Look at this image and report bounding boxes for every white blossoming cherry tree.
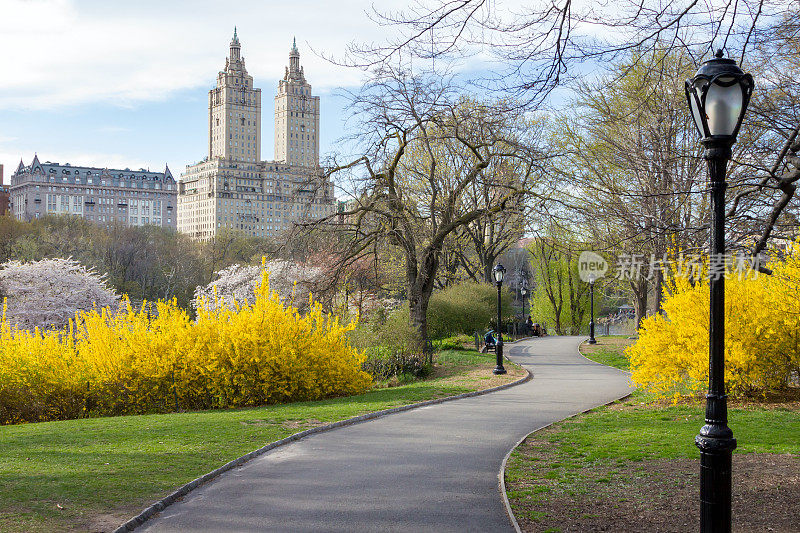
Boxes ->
[0,257,120,330]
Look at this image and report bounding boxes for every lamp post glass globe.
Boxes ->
[685,49,752,533]
[492,264,506,375]
[685,49,753,143]
[493,263,506,284]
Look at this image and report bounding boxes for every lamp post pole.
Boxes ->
[493,264,507,375]
[697,135,736,533]
[685,50,753,533]
[588,279,597,344]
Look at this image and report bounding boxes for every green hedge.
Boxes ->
[428,281,513,339]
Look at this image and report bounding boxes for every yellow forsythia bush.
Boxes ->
[0,268,372,424]
[628,244,800,398]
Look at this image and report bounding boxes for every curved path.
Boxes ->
[141,336,632,532]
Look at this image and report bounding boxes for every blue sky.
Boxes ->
[0,0,390,183]
[0,0,624,187]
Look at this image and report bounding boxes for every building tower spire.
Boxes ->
[276,36,318,167]
[230,27,241,61]
[209,29,261,163]
[289,37,300,78]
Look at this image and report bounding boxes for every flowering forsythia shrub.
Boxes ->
[628,244,800,398]
[0,267,371,424]
[194,260,323,312]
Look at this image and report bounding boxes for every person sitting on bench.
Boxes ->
[481,330,497,353]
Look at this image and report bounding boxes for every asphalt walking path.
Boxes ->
[141,336,633,532]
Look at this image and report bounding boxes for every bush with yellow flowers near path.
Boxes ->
[0,267,371,424]
[628,243,800,398]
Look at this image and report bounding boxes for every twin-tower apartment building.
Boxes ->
[9,30,335,239]
[177,30,336,239]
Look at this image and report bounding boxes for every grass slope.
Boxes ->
[579,335,633,371]
[505,402,800,532]
[0,349,525,533]
[505,336,800,532]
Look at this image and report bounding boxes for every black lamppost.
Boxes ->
[588,276,597,344]
[520,286,528,320]
[685,49,753,533]
[493,264,507,375]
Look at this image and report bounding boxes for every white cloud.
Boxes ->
[0,0,385,110]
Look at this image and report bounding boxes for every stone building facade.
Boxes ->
[9,155,177,228]
[178,30,336,240]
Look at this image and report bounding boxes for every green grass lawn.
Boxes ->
[507,337,800,532]
[505,400,800,531]
[579,335,633,371]
[510,402,800,465]
[0,349,522,533]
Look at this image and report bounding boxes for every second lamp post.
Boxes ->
[588,275,597,344]
[493,264,507,375]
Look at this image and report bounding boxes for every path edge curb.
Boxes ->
[498,338,633,533]
[114,354,532,533]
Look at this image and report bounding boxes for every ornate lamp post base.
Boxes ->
[493,340,507,375]
[696,420,737,532]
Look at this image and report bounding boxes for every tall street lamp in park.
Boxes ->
[492,264,507,375]
[685,49,753,533]
[588,275,597,345]
[520,286,528,319]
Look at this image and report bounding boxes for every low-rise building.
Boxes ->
[10,155,177,228]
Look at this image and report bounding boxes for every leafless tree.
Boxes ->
[727,13,800,262]
[346,1,781,102]
[453,154,530,283]
[342,0,797,260]
[304,67,545,346]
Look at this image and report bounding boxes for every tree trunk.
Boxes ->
[654,269,664,314]
[553,304,563,335]
[409,292,430,351]
[631,278,649,331]
[482,252,496,283]
[407,250,440,351]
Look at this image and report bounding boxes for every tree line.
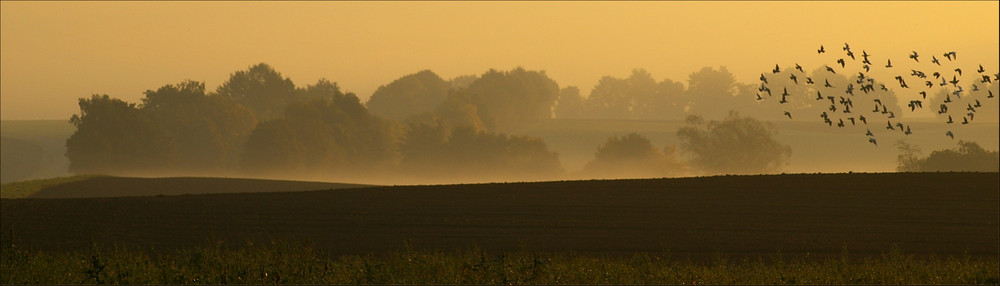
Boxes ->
[64,63,810,181]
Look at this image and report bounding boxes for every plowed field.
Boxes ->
[2,173,997,260]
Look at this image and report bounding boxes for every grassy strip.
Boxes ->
[2,240,997,284]
[0,175,101,199]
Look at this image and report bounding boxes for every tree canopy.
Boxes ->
[676,111,791,175]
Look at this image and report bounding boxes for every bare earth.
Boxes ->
[1,173,997,260]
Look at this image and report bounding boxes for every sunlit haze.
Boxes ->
[3,1,998,120]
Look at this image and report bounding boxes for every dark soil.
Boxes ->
[2,173,997,260]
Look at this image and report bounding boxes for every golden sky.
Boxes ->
[2,1,998,120]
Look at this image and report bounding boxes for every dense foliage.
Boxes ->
[581,133,688,178]
[897,140,1000,172]
[676,111,792,175]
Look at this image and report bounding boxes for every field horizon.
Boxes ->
[2,172,997,262]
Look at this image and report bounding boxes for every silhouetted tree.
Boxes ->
[895,140,922,172]
[581,133,688,178]
[366,70,451,121]
[898,141,999,172]
[398,122,562,182]
[449,74,479,90]
[554,86,587,119]
[141,80,257,171]
[685,66,742,120]
[66,95,170,174]
[456,67,560,132]
[676,111,791,175]
[216,63,296,121]
[241,80,397,176]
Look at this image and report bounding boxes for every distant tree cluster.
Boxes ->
[896,141,999,172]
[580,133,688,179]
[676,111,792,175]
[65,63,810,182]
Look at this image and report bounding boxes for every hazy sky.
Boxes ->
[2,1,998,120]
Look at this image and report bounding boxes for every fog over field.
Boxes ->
[1,2,998,185]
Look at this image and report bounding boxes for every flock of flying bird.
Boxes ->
[757,43,998,146]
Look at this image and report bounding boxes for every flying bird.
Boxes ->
[837,58,846,68]
[784,111,792,119]
[858,115,867,124]
[825,79,833,87]
[795,63,804,73]
[866,129,874,136]
[760,73,768,84]
[806,77,814,84]
[825,65,837,74]
[955,68,963,76]
[818,45,825,54]
[919,91,927,99]
[868,137,877,146]
[790,74,798,84]
[946,131,954,139]
[978,64,986,73]
[931,56,940,66]
[885,59,893,68]
[909,51,919,62]
[773,64,781,73]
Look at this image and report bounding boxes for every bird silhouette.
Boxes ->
[816,91,823,100]
[933,72,941,79]
[806,77,814,84]
[825,65,837,74]
[931,56,940,66]
[773,64,781,73]
[949,76,959,87]
[895,76,908,88]
[904,125,912,135]
[868,137,877,146]
[939,104,949,114]
[848,117,856,125]
[847,50,855,60]
[982,75,992,83]
[795,63,804,73]
[790,74,798,84]
[944,51,956,61]
[837,58,846,68]
[886,121,894,130]
[866,129,874,136]
[975,99,982,108]
[825,79,833,87]
[859,115,867,124]
[843,43,850,51]
[919,91,927,99]
[962,117,969,124]
[818,45,825,54]
[885,59,893,68]
[760,73,768,84]
[989,90,995,98]
[972,84,979,91]
[947,115,954,123]
[978,64,985,73]
[863,64,870,72]
[838,119,845,127]
[955,68,963,76]
[968,112,975,121]
[909,51,919,62]
[946,131,954,139]
[925,81,933,88]
[784,111,792,119]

**Assignment:** Lines with the word "building": tally them across the material and give only the total.

**Answer to the problem:** 4